#### [Stated goal]
Select every line in the items that contains the word "husk", with case counting, and copy those lines.

#### [Dataset records]
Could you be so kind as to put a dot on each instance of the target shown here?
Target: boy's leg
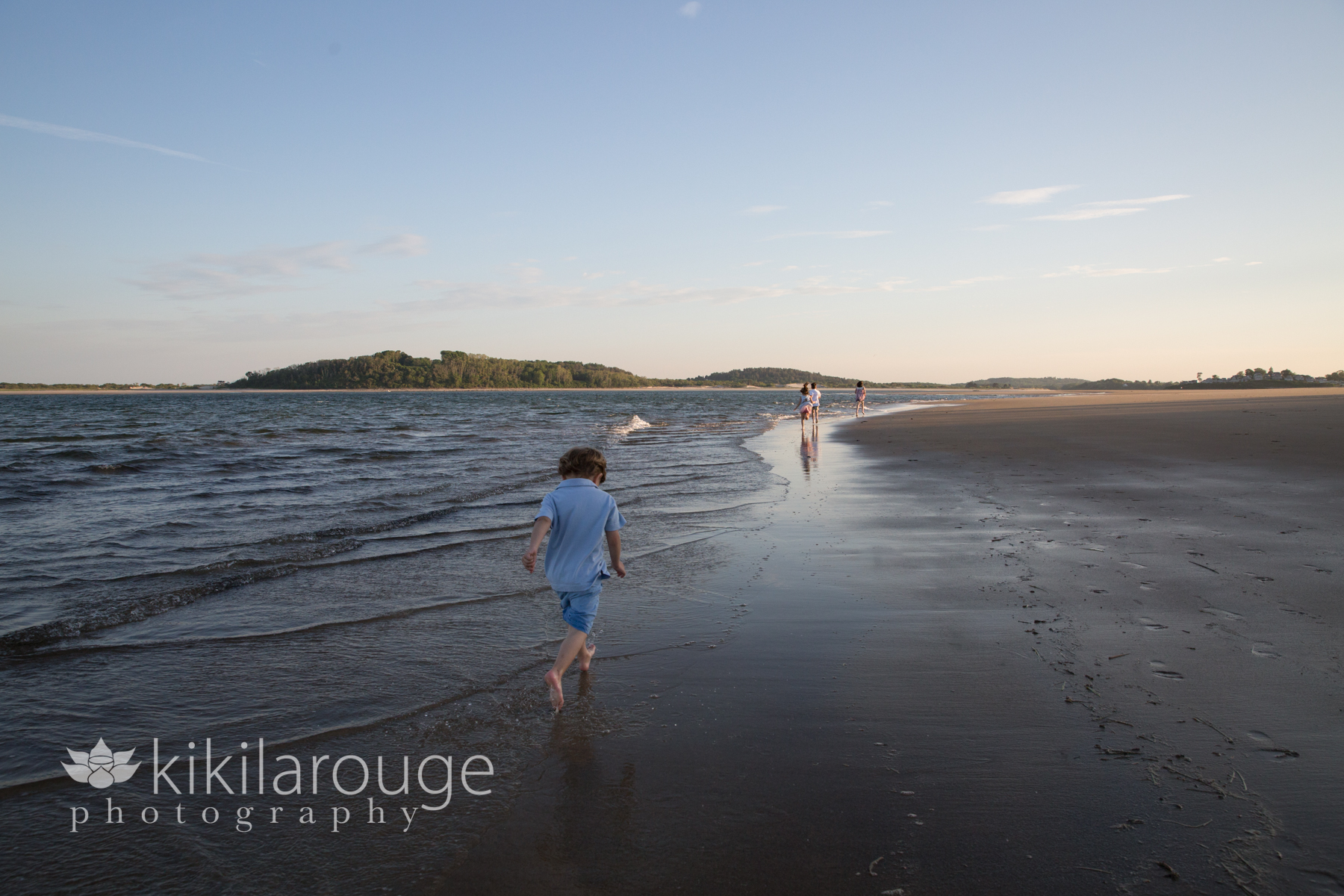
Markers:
(569, 649)
(578, 609)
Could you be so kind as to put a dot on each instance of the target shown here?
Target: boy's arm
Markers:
(613, 544)
(539, 528)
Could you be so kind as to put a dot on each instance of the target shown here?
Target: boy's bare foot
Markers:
(553, 682)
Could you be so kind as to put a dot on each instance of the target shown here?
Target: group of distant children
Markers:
(809, 401)
(579, 516)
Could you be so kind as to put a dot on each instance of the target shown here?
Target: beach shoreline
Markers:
(942, 685)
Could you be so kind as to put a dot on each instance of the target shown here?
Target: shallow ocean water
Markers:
(361, 546)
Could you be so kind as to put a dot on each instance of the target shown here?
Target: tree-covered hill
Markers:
(452, 370)
(786, 375)
(458, 370)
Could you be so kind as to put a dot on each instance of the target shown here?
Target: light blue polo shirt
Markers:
(581, 514)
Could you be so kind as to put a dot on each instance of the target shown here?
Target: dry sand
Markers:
(1068, 645)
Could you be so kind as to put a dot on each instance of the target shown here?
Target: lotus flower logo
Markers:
(100, 766)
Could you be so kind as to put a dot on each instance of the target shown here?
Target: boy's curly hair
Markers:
(584, 462)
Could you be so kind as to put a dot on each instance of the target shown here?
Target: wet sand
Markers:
(1081, 645)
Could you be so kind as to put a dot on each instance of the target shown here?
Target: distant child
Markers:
(804, 405)
(577, 514)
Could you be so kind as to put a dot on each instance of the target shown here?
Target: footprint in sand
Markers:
(1266, 744)
(1162, 671)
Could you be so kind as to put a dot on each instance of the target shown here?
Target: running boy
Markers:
(577, 514)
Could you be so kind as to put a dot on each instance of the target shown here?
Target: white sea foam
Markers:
(635, 423)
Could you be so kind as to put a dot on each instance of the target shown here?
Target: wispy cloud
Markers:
(1026, 196)
(457, 296)
(1088, 270)
(399, 246)
(75, 134)
(264, 270)
(833, 234)
(1151, 200)
(1089, 214)
(1110, 208)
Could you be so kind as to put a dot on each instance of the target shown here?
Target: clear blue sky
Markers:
(885, 190)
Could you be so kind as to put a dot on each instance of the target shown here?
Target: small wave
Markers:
(635, 423)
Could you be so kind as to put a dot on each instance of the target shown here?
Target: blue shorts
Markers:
(578, 608)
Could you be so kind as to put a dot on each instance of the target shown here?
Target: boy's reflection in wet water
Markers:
(811, 450)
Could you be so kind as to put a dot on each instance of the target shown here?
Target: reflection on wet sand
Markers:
(811, 450)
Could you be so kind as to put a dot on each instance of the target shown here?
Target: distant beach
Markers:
(1055, 644)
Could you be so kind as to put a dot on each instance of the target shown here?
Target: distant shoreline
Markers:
(539, 388)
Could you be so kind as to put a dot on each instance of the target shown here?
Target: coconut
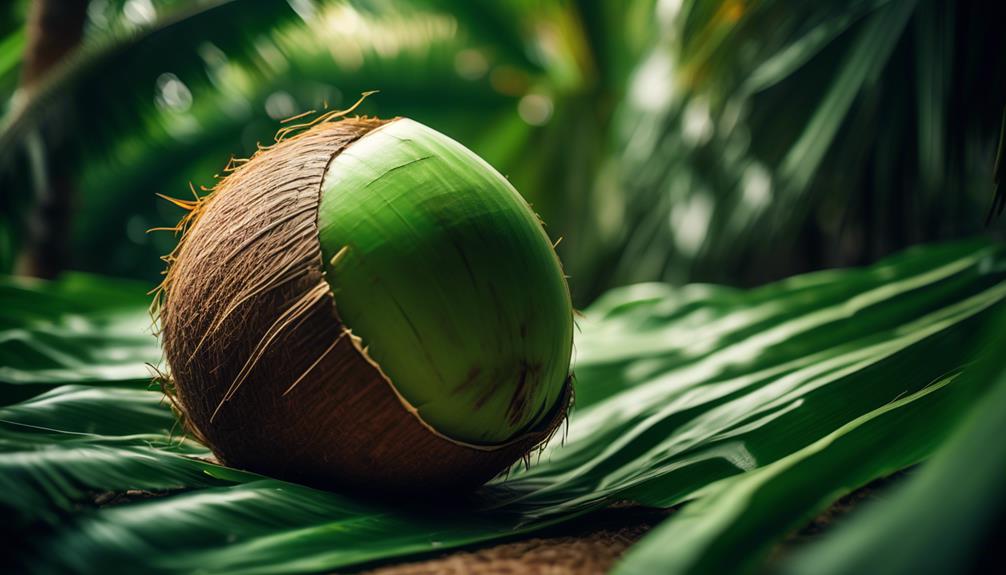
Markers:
(367, 304)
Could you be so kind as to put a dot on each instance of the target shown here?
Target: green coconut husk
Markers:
(423, 342)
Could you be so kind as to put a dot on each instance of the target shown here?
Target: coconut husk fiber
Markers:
(264, 371)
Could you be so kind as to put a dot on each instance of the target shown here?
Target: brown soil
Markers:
(594, 545)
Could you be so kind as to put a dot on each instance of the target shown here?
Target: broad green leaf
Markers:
(949, 516)
(80, 330)
(678, 389)
(734, 523)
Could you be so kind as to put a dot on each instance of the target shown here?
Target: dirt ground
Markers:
(592, 546)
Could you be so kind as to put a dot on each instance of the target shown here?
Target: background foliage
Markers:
(673, 141)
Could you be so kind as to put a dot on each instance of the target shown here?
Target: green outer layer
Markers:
(450, 280)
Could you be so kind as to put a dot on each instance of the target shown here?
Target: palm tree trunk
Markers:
(54, 29)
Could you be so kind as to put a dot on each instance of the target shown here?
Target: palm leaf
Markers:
(949, 517)
(678, 389)
(748, 125)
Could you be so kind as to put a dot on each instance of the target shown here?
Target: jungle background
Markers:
(688, 156)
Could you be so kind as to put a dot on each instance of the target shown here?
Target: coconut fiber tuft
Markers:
(265, 372)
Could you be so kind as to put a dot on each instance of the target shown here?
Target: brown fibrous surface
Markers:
(264, 371)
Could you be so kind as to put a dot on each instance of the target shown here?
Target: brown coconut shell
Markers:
(265, 373)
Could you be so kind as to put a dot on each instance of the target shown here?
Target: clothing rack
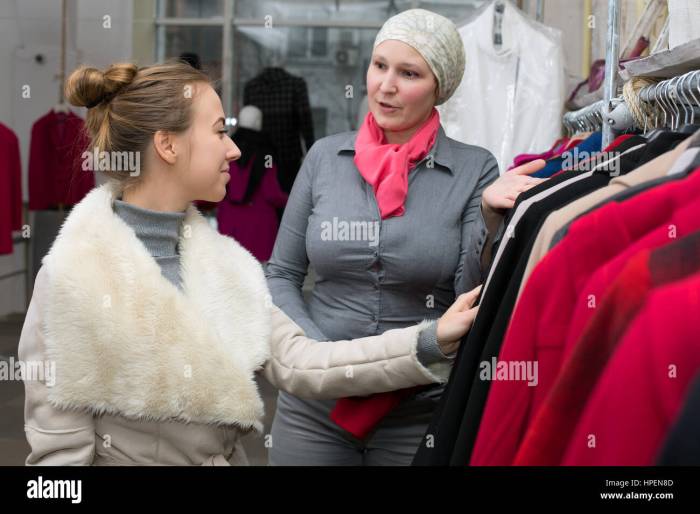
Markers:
(612, 57)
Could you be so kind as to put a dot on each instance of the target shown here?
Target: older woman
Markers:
(395, 221)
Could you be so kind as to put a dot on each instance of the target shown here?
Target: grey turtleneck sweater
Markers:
(160, 233)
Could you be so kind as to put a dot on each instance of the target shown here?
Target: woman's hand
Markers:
(501, 194)
(457, 321)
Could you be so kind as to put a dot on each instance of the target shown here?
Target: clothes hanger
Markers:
(659, 97)
(689, 126)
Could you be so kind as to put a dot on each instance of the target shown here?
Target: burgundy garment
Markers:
(10, 188)
(253, 224)
(540, 323)
(549, 434)
(56, 176)
(359, 415)
(642, 389)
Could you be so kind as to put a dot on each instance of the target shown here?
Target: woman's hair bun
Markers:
(88, 87)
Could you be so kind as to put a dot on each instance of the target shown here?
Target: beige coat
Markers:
(148, 374)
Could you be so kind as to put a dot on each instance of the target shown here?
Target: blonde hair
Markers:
(127, 105)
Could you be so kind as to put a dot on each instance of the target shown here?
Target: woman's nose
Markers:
(233, 153)
(388, 84)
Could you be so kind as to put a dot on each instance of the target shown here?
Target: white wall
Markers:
(31, 27)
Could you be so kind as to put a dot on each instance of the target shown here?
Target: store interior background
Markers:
(328, 42)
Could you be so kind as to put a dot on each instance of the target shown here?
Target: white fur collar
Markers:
(126, 341)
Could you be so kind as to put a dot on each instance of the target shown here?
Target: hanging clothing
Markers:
(561, 217)
(682, 445)
(548, 434)
(510, 99)
(284, 101)
(539, 326)
(10, 188)
(253, 222)
(56, 175)
(456, 421)
(643, 386)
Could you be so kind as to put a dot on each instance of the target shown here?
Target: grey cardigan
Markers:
(410, 269)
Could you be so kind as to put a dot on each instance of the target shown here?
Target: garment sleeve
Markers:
(56, 437)
(16, 171)
(289, 262)
(36, 171)
(475, 232)
(324, 370)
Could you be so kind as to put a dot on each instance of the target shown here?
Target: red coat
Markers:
(540, 323)
(55, 163)
(10, 188)
(549, 434)
(643, 386)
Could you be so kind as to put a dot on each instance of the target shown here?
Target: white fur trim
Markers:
(126, 341)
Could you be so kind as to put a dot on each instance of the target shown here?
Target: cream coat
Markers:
(148, 374)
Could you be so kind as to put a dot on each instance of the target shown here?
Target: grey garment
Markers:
(392, 274)
(622, 196)
(159, 232)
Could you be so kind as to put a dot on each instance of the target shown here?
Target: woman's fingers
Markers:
(529, 168)
(465, 300)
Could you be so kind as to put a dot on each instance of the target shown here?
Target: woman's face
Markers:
(401, 88)
(208, 149)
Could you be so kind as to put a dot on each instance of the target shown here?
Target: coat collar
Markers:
(441, 151)
(126, 341)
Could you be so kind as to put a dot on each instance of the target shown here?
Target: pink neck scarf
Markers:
(385, 166)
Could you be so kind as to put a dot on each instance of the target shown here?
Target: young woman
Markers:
(154, 323)
(437, 203)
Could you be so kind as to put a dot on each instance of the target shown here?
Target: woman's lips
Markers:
(387, 107)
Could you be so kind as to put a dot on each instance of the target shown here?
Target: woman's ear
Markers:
(164, 145)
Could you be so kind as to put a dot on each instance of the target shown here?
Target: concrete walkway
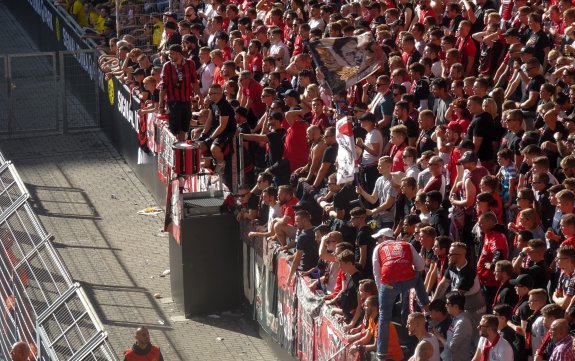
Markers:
(88, 198)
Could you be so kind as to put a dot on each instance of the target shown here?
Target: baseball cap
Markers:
(528, 50)
(384, 232)
(261, 29)
(171, 14)
(171, 25)
(511, 32)
(291, 93)
(454, 126)
(466, 144)
(242, 111)
(468, 157)
(523, 280)
(367, 117)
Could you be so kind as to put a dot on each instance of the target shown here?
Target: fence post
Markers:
(62, 93)
(241, 153)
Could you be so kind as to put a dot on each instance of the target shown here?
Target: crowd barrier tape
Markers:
(293, 315)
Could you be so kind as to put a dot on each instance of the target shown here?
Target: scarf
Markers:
(487, 347)
(529, 328)
(544, 343)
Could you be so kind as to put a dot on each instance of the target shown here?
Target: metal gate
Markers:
(31, 99)
(79, 86)
(45, 93)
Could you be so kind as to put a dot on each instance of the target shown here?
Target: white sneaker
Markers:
(220, 167)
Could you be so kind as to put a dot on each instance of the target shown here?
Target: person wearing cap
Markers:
(521, 313)
(215, 25)
(442, 100)
(402, 116)
(371, 151)
(491, 345)
(275, 162)
(177, 87)
(463, 195)
(534, 79)
(250, 96)
(206, 71)
(494, 249)
(466, 46)
(307, 173)
(396, 267)
(172, 36)
(480, 131)
(278, 49)
(384, 192)
(448, 138)
(241, 117)
(563, 295)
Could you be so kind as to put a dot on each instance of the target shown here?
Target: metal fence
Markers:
(39, 302)
(48, 92)
(79, 89)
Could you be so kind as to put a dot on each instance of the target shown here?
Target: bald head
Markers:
(20, 351)
(559, 329)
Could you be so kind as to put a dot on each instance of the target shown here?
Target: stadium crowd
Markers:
(463, 203)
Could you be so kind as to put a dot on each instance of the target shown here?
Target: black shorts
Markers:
(221, 140)
(180, 114)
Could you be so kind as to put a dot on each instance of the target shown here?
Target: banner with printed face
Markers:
(346, 151)
(287, 307)
(346, 61)
(330, 339)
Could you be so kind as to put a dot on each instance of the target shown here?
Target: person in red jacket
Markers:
(494, 249)
(396, 267)
(142, 349)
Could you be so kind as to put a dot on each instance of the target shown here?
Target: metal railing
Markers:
(39, 302)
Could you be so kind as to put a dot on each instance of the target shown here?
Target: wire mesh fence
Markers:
(39, 302)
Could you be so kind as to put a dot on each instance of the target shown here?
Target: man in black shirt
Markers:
(528, 104)
(506, 292)
(220, 127)
(364, 242)
(512, 139)
(439, 217)
(346, 300)
(275, 163)
(531, 261)
(480, 132)
(306, 256)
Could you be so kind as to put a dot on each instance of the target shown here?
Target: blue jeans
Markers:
(387, 295)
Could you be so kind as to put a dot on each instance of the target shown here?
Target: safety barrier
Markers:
(39, 301)
(294, 316)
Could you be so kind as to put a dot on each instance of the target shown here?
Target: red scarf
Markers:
(544, 343)
(487, 347)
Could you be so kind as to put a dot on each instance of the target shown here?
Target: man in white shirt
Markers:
(491, 345)
(416, 327)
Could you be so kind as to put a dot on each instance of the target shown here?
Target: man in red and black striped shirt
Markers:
(178, 85)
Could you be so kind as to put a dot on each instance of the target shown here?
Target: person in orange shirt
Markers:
(367, 342)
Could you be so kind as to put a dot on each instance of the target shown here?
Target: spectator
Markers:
(491, 344)
(346, 300)
(384, 193)
(457, 345)
(416, 327)
(178, 81)
(505, 292)
(395, 267)
(306, 255)
(563, 349)
(143, 348)
(20, 351)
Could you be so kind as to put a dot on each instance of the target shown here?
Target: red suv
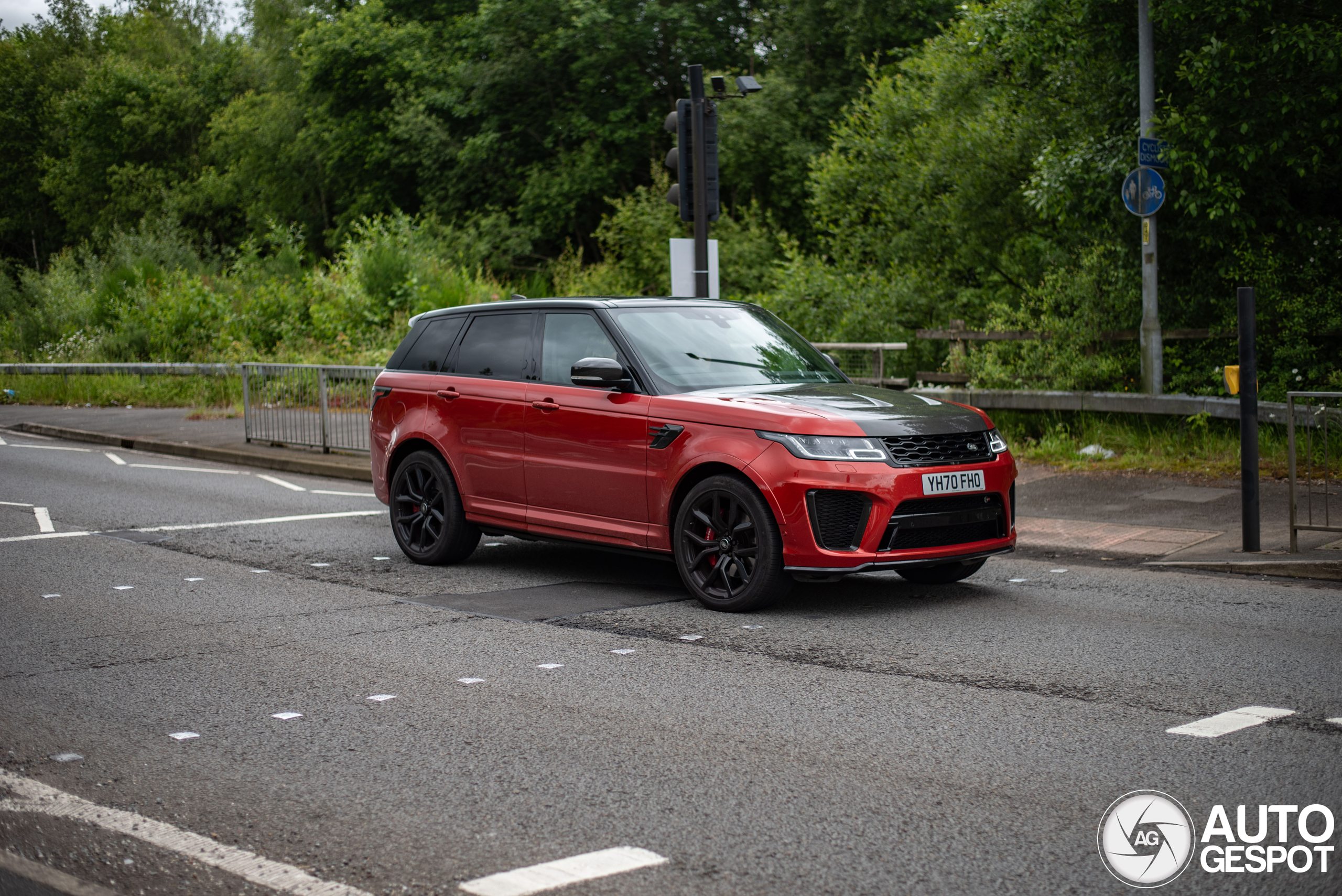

#### [Solution to the exercise]
Target: green coconut husk
Target: coconut husk fiber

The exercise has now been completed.